* [Given records]
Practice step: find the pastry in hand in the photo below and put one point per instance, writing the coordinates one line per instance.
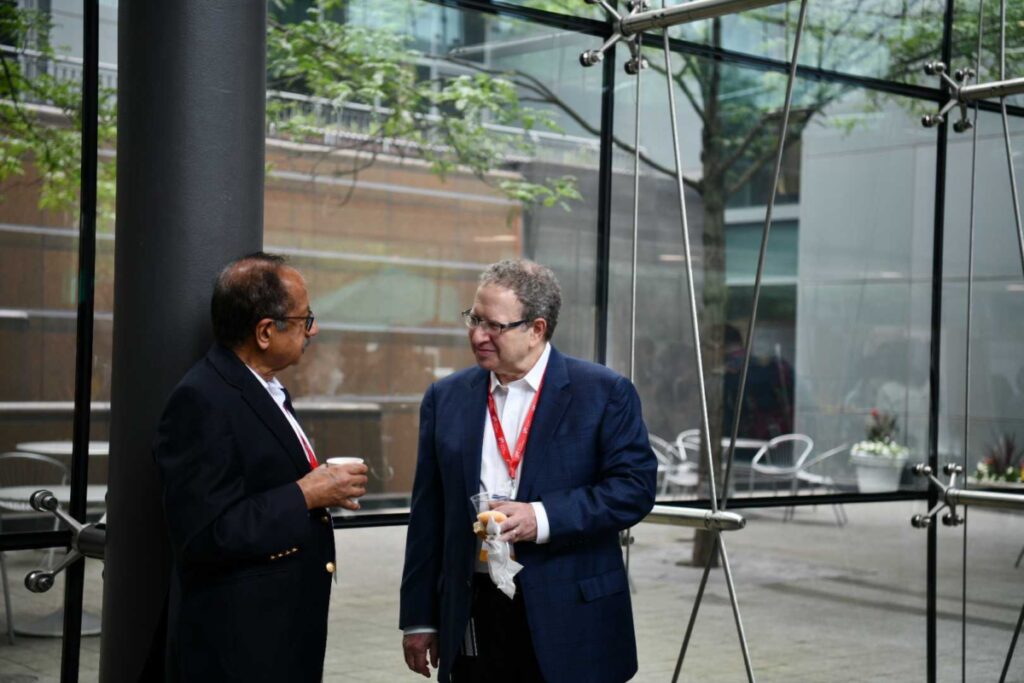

---

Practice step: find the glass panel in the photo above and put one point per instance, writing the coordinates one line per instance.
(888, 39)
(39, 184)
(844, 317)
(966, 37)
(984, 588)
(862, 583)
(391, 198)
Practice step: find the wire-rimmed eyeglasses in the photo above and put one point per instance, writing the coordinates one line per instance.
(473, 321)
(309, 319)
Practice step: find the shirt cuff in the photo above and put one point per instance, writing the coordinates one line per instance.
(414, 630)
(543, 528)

* [Job] Locate each line of the records that contains the word "instance", and copy those lines.

* [Result below]
Practice step: find the pastry in hand in the photo below and put one point per instance, writing the coordinates one line per instance.
Practice step: find the glass panel in the photo above and put one point per instance, writing the coordinates one line per instance.
Practice step: find the wire-rimmed eyeglasses in the photo above and put one point per instance, writing the coordinates one line per instance.
Practice step: find the shirt cuff in the photo above and put one point per instance, writing the coordinates one line per instance.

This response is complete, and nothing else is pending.